Atcoder ABC159

总体来说本期比较简单

C - Maximum Volume
答案显然是$O(N^3)$

D - Banned K
先统计总的，然后减去选到的那个数再重新计算

E - Dividing Chocolate
既然n范围是10，那么在n的宽度上做一个位操作，若i位与i+1位之间有切割，i位设为1，枚举横方向的切割方案，然后在竖方向上做贪心

# -*- coding: utf-8 -*-
# @time     : 2023/6/2 13:30
# @file     : atcoder.py
# @software : PyCharm

import bisect
import copy
import sys
from itertools import permutations
from sortedcontainers import SortedList
from collections import defaultdict, Counter, deque
from functools import lru_cache, cmp_to_key
import heapq
import math
sys.setrecursionlimit(1000)


def main():
    items = sys.version.split()
    if items[0] == '3.10.6':
        fp = open("in.txt")
    else:
        fp = sys.stdin
    n, m, K = map(int, fp.readline().split())
    a = []
    for i in range(n):
        s = fp.readline().strip()
        a.append(s)

++++++++++++++++++++

任务说明:
a) 根据 ABC159 题解正文回答：
(i) 对本期题目的整体难度是怎么评价的？
(ii) D 题的做法是什么？
(iii) 代码里 sys.setrecursionlimit 设的值是多少？
b) ABC159 题解正文中，E 题为什么要在 n 的宽度上做位操作？这个位操作是怎样设计的？
c) 照原样抄录 ABC159 题解正文，从“import bisect”起，一直往下抄到“sys.setrecursionlimit(1000)”为止。
这些数据在此处不起任何作用。

给定数据:
++++++++++++++++++++

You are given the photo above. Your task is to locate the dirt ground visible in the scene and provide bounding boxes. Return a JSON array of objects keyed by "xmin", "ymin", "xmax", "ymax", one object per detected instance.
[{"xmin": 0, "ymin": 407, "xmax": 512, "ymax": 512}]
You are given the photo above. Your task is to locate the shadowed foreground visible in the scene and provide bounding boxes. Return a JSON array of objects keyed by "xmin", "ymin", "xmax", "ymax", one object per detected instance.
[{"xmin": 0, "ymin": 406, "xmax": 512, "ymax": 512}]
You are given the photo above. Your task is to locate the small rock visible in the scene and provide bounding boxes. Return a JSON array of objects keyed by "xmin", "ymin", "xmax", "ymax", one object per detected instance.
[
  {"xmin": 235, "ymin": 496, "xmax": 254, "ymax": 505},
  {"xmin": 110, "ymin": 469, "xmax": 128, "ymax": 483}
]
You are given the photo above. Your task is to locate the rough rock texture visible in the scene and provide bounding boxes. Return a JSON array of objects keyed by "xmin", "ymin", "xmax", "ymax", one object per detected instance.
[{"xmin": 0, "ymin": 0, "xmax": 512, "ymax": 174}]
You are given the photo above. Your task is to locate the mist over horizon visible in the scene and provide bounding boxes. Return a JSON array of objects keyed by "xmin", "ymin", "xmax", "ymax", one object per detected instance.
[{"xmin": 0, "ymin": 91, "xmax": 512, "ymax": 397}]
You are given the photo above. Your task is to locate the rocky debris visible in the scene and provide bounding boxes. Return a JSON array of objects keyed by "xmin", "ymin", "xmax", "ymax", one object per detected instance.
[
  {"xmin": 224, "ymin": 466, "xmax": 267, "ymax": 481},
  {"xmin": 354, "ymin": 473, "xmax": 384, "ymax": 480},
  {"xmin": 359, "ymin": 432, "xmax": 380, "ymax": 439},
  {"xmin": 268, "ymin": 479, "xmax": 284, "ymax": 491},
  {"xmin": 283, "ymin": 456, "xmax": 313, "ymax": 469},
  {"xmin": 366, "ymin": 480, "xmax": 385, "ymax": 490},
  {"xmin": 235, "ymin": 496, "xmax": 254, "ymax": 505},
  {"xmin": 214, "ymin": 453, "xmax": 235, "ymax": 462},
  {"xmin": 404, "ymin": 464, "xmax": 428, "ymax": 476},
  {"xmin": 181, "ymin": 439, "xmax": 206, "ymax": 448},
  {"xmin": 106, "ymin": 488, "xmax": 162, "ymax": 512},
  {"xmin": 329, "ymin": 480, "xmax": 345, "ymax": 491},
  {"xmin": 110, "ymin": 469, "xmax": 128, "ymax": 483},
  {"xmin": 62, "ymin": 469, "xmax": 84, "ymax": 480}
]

++++++++++++++++++++

各题答案:
a)
(i) 比较简单。
(ii) 先统计总的，然后减去选到的那个数再重新计算。
(iii) 1000。

b) 因为 n 的范围只有 10，所以可以在 n 的宽度上用二进制位来表示横向切割。若第 i 位与第 i+1 位之间有切割，就把第 i 位设为 1。这样就能枚举横方向的所有切割方案，然后在竖方向上做贪心。

c)
import bisect
import copy
import sys
from itertools import permutations
from sortedcontainers import SortedList
from collections import defaultdict, Counter, deque
from functools import lru_cache, cmp_to_key
import heapq
import math
sys.setrecursionlimit(1000)